SOURCE PASSAGE:
========================================================================

The Story of C.R.E.A.T.E.

Tuesday, April 29, 2025

Making us human

Makerspaces are in-person experiences. You have to be in the room to cut the cardboard. But who is “you?“ One of the things that we keep hearing in the dialogue around artificial intelligence in education is that AI can never replace teachers. (Everyone in the room typically nods their heads in agreement.) But is that true? Will teachers never be replaced by AI? Let’s start with online classes. For the moment, let’s assume that all of the students want to be in the class and are not using bots or avatars. Every function of the teacher can now–today–be convincingly simulated by AI. The teacher‘s face can be generated in video and synchronized with a nearly flawless colloquial, idiomatic voice. AIs have been able to answer questions with a fair degree of accuracy, for years. That accuracy increases daily as models grow more sophisticated. The more specialized an area of discussion, the more reliable the AI responses.


Image from ChatGPT
It’s human nature to prefer that the entity one is dealing with be an actual human. Nobody likes dealing with AI customer service. There's something vaguely insulting about it. But what if we can’t tell the difference? Even if we know that we are dealing with an AI, if it’s sufficiently convincing, after a while, we forget and start interacting with it as if it were human. Have you said "please" or "thank you" to ChatGPT? People will anthropomorphize the heck out of almost anything. When the “thing“ is convincingly human, we will almost certainly emotionally process that relationship in a way that is equivalent to that of an actual human. People have already engaged in romantic relationships with AI’s. AIs have become celebrities with large fan bases. Human psychotherapists have migrated from the office to the screen. There have been experiments with AIs in that realm, albeit with significant legal indemnification.

Look, I love my teacher colleagues as much as anybody. I think that what they do in the classroom is magic. But there’s really nothing magic protecting teachers from being replaced by artificial intelligence. It won’t happen today, but it will happen very soon in online environments. In-person teaching, particularly in elementary and early childhood education, will take longer. It will require convincing robotic human analogues, which are likely decades away. Kindergarten and preschool teachers will be the last to go.

But we live in a pragmatic world. If something works, or if it makes money, it will be implemented. Unless we exert our collective will, the forces that drive education will be economic ones. Machines are cheaper than people and easier to manage.

========================================================================

INFORMATION:
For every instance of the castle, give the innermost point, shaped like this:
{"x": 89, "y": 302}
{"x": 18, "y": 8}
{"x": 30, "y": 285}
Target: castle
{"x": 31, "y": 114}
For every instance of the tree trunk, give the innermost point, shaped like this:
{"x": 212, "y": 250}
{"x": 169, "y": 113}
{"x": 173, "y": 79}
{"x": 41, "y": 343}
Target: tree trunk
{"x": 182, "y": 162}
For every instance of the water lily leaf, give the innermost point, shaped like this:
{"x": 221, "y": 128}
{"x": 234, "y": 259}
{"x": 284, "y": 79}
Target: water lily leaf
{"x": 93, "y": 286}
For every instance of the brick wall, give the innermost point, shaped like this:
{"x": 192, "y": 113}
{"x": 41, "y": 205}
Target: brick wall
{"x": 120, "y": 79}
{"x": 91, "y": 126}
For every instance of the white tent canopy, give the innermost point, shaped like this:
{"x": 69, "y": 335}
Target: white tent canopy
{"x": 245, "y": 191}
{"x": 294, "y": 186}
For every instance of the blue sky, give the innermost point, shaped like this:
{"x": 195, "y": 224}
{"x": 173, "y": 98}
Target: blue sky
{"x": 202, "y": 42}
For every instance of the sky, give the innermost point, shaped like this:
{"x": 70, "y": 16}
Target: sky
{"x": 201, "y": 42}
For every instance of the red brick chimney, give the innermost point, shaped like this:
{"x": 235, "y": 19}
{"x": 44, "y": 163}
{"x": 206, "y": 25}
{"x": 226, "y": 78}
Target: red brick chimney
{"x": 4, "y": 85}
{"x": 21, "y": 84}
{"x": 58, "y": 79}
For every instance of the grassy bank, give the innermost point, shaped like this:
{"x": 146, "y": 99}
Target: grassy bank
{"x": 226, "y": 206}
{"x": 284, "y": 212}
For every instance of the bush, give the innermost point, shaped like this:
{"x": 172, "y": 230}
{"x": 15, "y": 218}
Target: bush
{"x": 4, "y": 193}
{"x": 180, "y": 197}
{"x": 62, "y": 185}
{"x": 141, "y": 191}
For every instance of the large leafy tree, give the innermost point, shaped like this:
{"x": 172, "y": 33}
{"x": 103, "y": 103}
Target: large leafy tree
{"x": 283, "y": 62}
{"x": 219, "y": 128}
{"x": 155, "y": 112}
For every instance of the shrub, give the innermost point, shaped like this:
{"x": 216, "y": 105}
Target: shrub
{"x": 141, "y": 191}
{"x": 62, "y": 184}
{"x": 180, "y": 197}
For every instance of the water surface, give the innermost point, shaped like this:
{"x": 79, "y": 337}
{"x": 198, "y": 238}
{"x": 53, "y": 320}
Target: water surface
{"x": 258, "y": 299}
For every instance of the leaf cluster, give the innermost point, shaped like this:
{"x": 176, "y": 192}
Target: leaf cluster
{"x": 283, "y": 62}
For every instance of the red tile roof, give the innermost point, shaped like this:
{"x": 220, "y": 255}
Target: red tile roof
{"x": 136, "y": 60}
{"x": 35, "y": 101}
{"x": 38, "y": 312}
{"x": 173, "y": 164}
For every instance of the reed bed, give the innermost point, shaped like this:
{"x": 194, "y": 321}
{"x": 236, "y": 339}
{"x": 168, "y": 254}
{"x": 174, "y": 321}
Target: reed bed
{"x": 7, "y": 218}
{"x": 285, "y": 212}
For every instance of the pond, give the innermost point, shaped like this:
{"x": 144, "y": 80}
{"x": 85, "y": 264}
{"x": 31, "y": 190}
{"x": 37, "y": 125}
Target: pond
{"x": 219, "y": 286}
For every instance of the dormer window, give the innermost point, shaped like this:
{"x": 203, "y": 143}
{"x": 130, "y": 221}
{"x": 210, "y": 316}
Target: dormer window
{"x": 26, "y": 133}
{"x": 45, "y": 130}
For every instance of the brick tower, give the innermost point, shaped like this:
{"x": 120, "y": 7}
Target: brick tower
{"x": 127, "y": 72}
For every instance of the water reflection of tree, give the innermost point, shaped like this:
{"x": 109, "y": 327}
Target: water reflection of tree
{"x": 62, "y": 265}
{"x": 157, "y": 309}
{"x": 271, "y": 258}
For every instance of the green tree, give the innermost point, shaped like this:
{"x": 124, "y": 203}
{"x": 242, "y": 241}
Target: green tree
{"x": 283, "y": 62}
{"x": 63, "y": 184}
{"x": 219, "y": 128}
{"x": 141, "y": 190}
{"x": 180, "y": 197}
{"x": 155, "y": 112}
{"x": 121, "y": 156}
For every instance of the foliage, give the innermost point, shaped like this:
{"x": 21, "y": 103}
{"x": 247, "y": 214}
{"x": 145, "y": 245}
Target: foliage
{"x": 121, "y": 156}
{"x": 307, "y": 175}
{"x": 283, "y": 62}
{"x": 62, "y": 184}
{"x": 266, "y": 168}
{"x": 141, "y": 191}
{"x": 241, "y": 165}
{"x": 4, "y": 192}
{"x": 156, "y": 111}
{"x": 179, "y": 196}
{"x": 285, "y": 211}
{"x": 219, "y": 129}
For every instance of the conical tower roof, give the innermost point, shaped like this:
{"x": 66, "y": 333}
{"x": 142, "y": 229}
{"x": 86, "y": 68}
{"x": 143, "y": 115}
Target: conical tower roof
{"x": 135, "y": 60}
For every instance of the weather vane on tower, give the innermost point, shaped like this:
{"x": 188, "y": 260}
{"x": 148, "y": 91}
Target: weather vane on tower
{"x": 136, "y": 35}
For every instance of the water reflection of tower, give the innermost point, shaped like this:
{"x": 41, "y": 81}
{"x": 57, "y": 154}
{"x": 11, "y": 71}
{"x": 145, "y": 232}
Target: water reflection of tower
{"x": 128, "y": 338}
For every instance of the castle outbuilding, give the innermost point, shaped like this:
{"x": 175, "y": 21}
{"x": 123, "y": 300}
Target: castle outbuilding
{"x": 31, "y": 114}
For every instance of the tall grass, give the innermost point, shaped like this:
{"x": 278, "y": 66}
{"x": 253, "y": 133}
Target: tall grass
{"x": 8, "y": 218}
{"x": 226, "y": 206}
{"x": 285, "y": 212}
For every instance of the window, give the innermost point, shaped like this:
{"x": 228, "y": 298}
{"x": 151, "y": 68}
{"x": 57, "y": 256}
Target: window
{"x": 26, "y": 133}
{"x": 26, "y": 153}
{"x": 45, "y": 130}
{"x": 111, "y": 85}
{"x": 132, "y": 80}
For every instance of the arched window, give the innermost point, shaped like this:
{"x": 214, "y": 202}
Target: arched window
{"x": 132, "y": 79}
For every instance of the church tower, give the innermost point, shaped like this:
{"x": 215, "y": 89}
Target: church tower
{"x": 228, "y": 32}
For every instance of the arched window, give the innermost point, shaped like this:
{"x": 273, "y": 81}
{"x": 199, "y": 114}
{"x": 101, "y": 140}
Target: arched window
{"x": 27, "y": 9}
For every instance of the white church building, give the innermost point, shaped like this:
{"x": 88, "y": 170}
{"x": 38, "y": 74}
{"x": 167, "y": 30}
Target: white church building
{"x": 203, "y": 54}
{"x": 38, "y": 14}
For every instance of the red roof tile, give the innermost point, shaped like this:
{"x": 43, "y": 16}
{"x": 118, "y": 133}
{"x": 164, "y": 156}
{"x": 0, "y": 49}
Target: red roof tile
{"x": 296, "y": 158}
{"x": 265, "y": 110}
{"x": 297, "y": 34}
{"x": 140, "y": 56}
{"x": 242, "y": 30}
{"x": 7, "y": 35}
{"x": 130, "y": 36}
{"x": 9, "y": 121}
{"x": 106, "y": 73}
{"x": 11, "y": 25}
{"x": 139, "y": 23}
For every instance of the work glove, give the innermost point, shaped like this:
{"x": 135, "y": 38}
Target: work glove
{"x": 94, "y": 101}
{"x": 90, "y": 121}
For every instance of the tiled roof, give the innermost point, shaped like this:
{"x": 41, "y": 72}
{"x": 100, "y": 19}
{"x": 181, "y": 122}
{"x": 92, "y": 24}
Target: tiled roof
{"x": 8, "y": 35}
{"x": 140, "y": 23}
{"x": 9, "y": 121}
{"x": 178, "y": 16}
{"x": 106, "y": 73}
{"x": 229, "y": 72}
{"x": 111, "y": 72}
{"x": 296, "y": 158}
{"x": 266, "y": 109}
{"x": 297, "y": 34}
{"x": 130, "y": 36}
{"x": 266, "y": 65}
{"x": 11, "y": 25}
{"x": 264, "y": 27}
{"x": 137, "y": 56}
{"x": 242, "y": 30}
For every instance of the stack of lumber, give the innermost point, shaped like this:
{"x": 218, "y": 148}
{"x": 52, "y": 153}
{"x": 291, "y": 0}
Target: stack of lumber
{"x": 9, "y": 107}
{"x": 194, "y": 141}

========================================================================

REQUIRED TASKS:
1. According to the post on AI replacing teachers, why will in-person teaching, especially in elementary and early childhood education, take longer to replace than online classes? Answer in one to three sentences.
2. In the post on AI replacing teachers, how does the specialization of a discussion area affect the reliability of AI responses?

WRITTEN RESPONSES:
1. Replacing teachers in person will require convincing robotic human analogues, and those are likely decades away. Online, every function of the teacher can already be convincingly simulated by AI.

2. The more specialized the area of discussion, the more reliable the AI responses.